### PASSAGE

In an interview in Bahrain, Vice Adm. Kevin M. Donegan, the commander of the Navy’s Fifth Fleet, suggested that these seizures were part of a larger effort by Iran to move weapons to the Houthis.
“Absolutely it’s not everything,” he said of the four seizures in 2015 and 2016. “These are the ones that I know of because we were able to interdict them.”
Admiral Donegan noted, however, that the captains operating the vessels are typically “out-of-work fishermen, smugglers; they’re not necessarily working for the government” of Iran. He added that the evidence of Iran’s hand in the shipments, while strong, was not ironclad.
This echoed the report by Conflict Armament Research, which said that antitank weapons apparently seized in Yemen have matched lot numbers for the same class of weapons seized on Iranian dhows but stopped short of claiming to have clear proof of an Iranian government hand.
The consultancy also documented weapons manufactured by China, Russia, Romania, Bulgaria and perhaps in North Korea in seizures from the dhows.
The consultancy also did not suggest that the evidence indicated a direct handoff of weapons from the dhows to Houthi forces. Rather, it said, the weapons appear to be offloaded in Somalia and transferred to smaller vessels for smuggling into southern Yemen.

### DATASET EXTRACT
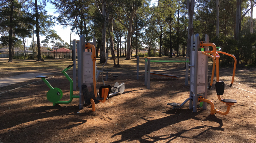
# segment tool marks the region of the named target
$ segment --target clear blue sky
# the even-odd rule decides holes
[[[47,13],[48,15],[50,15],[55,16],[58,16],[59,15],[58,14],[54,14],[54,12],[55,12],[55,9],[54,6],[50,3],[47,3],[47,5],[46,7],[46,10],[47,11]],[[71,26],[67,26],[66,28],[62,28],[62,26],[61,25],[58,25],[55,24],[55,26],[51,28],[52,29],[54,29],[55,31],[57,32],[57,34],[59,35],[61,38],[64,40],[65,42],[67,42],[69,44],[70,44],[70,38],[69,38],[69,32],[71,32],[70,29],[71,28]],[[45,39],[45,36],[40,36],[40,41],[42,41]],[[32,41],[32,39],[31,38],[26,38],[26,45],[28,45],[28,39],[29,44],[30,45],[31,42]],[[75,35],[74,33],[72,33],[71,35],[71,40],[72,40],[73,39],[79,40],[79,37],[78,35]],[[34,40],[36,40],[36,35],[34,35]],[[51,47],[51,48],[52,48]]]
[[[55,9],[54,9],[55,7],[50,3],[47,3],[47,7],[46,7],[46,9],[47,11],[47,13],[49,15],[54,15],[55,16],[57,16],[59,15],[58,14],[54,14],[54,12],[55,12]],[[254,19],[256,18],[256,9],[254,7],[254,8],[253,10],[253,17]],[[250,12],[248,13],[247,15],[249,16],[250,15]],[[52,29],[54,29],[55,30],[57,33],[57,34],[59,35],[61,38],[65,41],[65,42],[67,42],[69,44],[70,44],[70,38],[69,38],[69,32],[70,32],[70,29],[71,28],[71,26],[67,26],[66,28],[62,28],[62,26],[58,25],[57,24],[55,24],[55,26],[52,28]],[[36,41],[36,38],[35,38],[36,35],[34,35],[34,40]],[[40,41],[42,41],[43,40],[44,40],[45,38],[45,36],[40,36]],[[28,42],[29,43],[32,41],[32,38],[27,38],[26,39],[27,42],[28,39]],[[74,33],[71,34],[71,40],[72,40],[73,39],[79,39],[79,37],[78,35],[75,35]],[[26,42],[26,45],[28,45],[28,43]]]

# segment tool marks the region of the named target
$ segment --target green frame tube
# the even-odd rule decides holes
[[[69,96],[69,100],[68,101],[59,101],[57,102],[55,102],[53,103],[54,106],[56,105],[56,104],[69,104],[73,100],[73,98],[79,98],[79,96],[78,95],[73,95],[73,81],[70,78],[69,76],[67,75],[66,73],[66,72],[71,67],[69,67],[68,68],[66,68],[61,72],[61,73],[64,74],[64,76],[67,79],[67,80],[70,82],[70,93]]]

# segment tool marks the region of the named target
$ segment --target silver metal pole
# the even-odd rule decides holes
[[[144,84],[147,86],[147,57],[145,57],[145,81]]]
[[[137,80],[138,79],[139,56],[137,56]]]
[[[195,46],[195,35],[193,34],[191,36],[191,45],[190,45],[190,65],[192,66],[194,66],[195,62],[195,57],[192,56],[192,52],[194,52],[193,50],[194,49],[194,47]],[[193,86],[194,86],[194,83],[192,82],[192,79],[193,79],[195,78],[195,75],[194,74],[194,73],[192,73],[192,69],[193,68],[193,67],[190,67],[190,80],[189,83],[189,97],[192,98],[193,96],[193,93],[192,92],[192,88]],[[193,109],[193,101],[192,100],[189,100],[189,109]]]
[[[80,50],[81,48],[80,47],[80,40],[78,40],[76,41],[77,43],[77,81],[78,87],[80,87],[80,55],[81,53]]]
[[[79,60],[80,61],[78,63],[78,83],[79,85],[79,96],[80,96],[79,98],[79,109],[83,108],[83,105],[85,103],[85,99],[83,97],[82,89],[82,83],[83,81],[81,80],[81,79],[80,79],[81,78],[81,77],[82,76],[82,75],[83,74],[83,72],[81,72],[81,70],[83,66],[82,63],[83,60],[83,40],[84,39],[83,37],[83,35],[81,35],[80,37],[79,49],[79,52],[78,53],[78,57],[79,57]]]
[[[147,89],[150,89],[150,58],[147,58]]]
[[[72,41],[73,43],[73,91],[76,91],[76,40],[73,40]]]
[[[198,47],[199,47],[199,34],[196,34],[195,36],[195,51],[194,51],[194,58],[195,62],[194,63],[194,92],[193,92],[193,112],[196,112],[197,111],[197,71],[198,69],[197,66],[198,61]]]
[[[186,58],[186,61],[189,61],[189,58]],[[185,77],[185,86],[188,85],[189,82],[189,62],[186,63],[186,77]]]
[[[206,43],[209,42],[209,36],[207,34],[205,34],[205,42]],[[208,50],[209,49],[209,46],[206,46],[204,48],[205,50]],[[204,87],[204,94],[203,97],[204,99],[207,99],[207,88],[208,86],[208,57],[206,56],[206,62],[205,62],[205,86]],[[207,103],[204,102],[203,104],[203,109],[207,109]]]

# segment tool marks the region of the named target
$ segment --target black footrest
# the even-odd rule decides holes
[[[97,97],[96,98],[93,99],[94,100],[103,100],[104,98],[101,98],[100,96],[97,96]]]
[[[180,103],[176,103],[173,102],[172,103],[167,103],[167,105],[172,106],[180,106]]]
[[[235,99],[222,99],[221,100],[222,101],[223,101],[224,102],[230,102],[231,103],[237,103],[237,100],[235,100]]]
[[[36,77],[37,77],[37,78],[42,78],[42,77],[47,78],[48,77],[47,77],[47,76],[36,76]]]

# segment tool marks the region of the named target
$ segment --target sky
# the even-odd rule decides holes
[[[59,14],[57,13],[54,13],[54,12],[55,12],[55,10],[54,9],[55,8],[54,6],[50,3],[48,2],[47,2],[47,5],[45,9],[47,11],[47,14],[48,15],[55,16],[57,17],[59,15]],[[67,26],[66,28],[62,28],[62,26],[61,25],[58,25],[55,24],[55,26],[51,28],[51,29],[54,29],[56,31],[57,34],[60,36],[61,38],[64,40],[64,42],[67,42],[69,44],[70,44],[70,39],[69,37],[69,32],[71,32],[70,30],[70,29],[72,27],[72,26]],[[36,40],[36,34],[34,35],[34,40]],[[40,35],[40,41],[42,41],[45,39],[45,36],[43,36]],[[71,40],[73,39],[79,40],[79,36],[78,35],[75,34],[74,33],[72,33],[71,34]],[[28,45],[28,43],[30,45],[31,41],[32,41],[32,38],[26,38],[26,40],[27,42],[26,42],[26,45]],[[41,45],[42,45],[42,44],[41,44]],[[52,48],[52,47],[51,47]]]
[[[55,10],[54,9],[54,6],[48,2],[47,3],[47,5],[45,9],[47,11],[47,13],[48,15],[54,15],[55,16],[57,17],[59,15],[58,14],[54,13],[54,12],[55,12]],[[256,9],[254,8],[254,10],[253,10],[253,17],[254,19],[256,18]],[[248,16],[250,15],[250,13],[248,12]],[[57,24],[55,24],[55,26],[53,27],[52,28],[52,29],[54,29],[57,32],[57,34],[59,35],[61,38],[64,40],[65,42],[67,42],[70,44],[70,38],[69,38],[69,32],[71,32],[70,29],[71,28],[71,26],[67,26],[66,28],[62,28],[62,26],[58,25]],[[34,40],[35,41],[36,40],[36,38],[35,34],[34,35]],[[40,41],[42,41],[45,40],[45,36],[40,36]],[[73,39],[79,40],[79,36],[78,35],[75,34],[74,33],[71,34],[71,40]],[[31,43],[31,42],[32,40],[32,39],[31,38],[26,38],[26,40],[27,42],[28,39],[29,43]],[[28,43],[26,43],[26,45],[27,45]]]

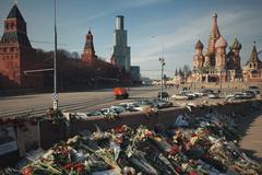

### TASKS AND EXERCISES
- a) In the passage on weapons seizures, where do the weapons appear to be offloaded before they are moved to smaller vessels?
- b) Copy the passage on weapons seizures from the words "Admiral Donegan noted, however, that" through the words "from the dhows.", swapping "ironclad" for "conclusive".
- c) Extend the passage on weapons seizures beyond its final sentence.
The listing comes from a separate source, unrelated to the passage on weapons seizures.

### ANSWERS IN ORDER
- a) In Somalia.

- b)
Admiral Donegan noted, however, that the captains operating the vessels are typically “out-of-work fishermen, smugglers; they’re not necessarily working for the government” of Iran. He added that the evidence of Iran’s hand in the shipments, while strong, was not conclusive.
This echoed the report by Conflict Armament Research, which said that antitank weapons apparently seized in Yemen have matched lot numbers for the same class of weapons seized on Iranian dhows but stopped short of claiming to have clear proof of an Iranian government hand.
The consultancy also documented weapons manufactured by China, Russia, Romania, Bulgaria and perhaps in North Korea in seizures from the dhows.

- c)
Weapons from Iranian dhows would not be alone in reaching the conflict, which has been fueled in part by extensive arms transfers by outside governments.
Western governments, including those of the United States, Britain and Canada, have provided billions of dollars worth of weapons and military equipment, as well as intelligence and logistics support, to the Saudi-led coalition, which has been waging an extensive bombing campaign against the Houthis.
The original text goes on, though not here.